[Prompt] In your copy of the data below, reproduce every entry exactly and omit the pictures.

━━━━━ Supplied data ━━━━━

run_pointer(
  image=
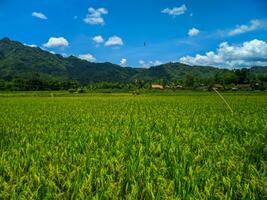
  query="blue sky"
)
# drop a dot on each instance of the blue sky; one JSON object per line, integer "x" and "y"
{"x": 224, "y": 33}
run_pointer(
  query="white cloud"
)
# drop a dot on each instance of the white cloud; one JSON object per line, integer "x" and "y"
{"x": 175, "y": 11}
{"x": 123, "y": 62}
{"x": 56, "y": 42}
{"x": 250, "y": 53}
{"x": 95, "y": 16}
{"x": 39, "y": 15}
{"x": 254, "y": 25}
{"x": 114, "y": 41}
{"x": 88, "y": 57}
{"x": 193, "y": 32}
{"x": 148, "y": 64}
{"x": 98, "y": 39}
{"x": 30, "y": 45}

━━━━━

[Response box]
run_pointer(
  image=
  query="blue sky"
)
# drop a dot on each instance of the blue sky; one JSON object per line, integer "x" and "y"
{"x": 224, "y": 33}
run_pointer(
  query="white cloud"
)
# drop a dot on each instance of the white cloud; one JSON object per line, integer "x" and "y"
{"x": 175, "y": 11}
{"x": 123, "y": 62}
{"x": 56, "y": 42}
{"x": 250, "y": 53}
{"x": 95, "y": 16}
{"x": 39, "y": 15}
{"x": 254, "y": 25}
{"x": 114, "y": 41}
{"x": 88, "y": 57}
{"x": 193, "y": 32}
{"x": 148, "y": 64}
{"x": 98, "y": 39}
{"x": 30, "y": 45}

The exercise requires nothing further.